Wherever the word "queried" turns up in a line of the entries, copy that line.
* * *
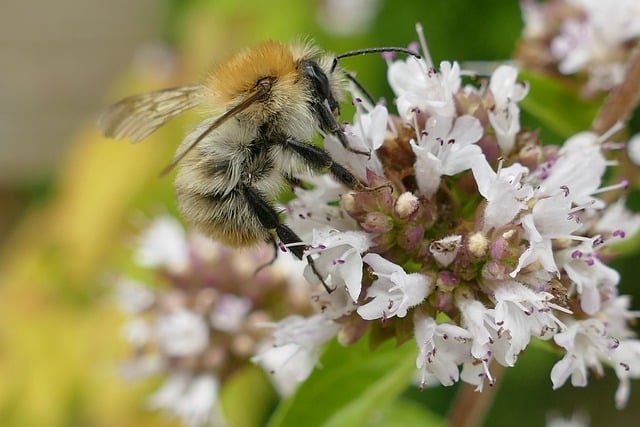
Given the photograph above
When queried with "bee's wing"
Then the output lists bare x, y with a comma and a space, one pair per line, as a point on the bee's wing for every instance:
137, 116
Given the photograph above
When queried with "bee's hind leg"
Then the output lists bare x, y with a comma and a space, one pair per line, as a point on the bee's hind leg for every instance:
269, 218
276, 248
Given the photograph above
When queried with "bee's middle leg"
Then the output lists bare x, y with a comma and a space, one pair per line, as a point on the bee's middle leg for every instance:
270, 219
* * *
_Answer section_.
When queried with "bee's wing"
When queried with "bee's hind leg"
When queried with "bee's middle leg"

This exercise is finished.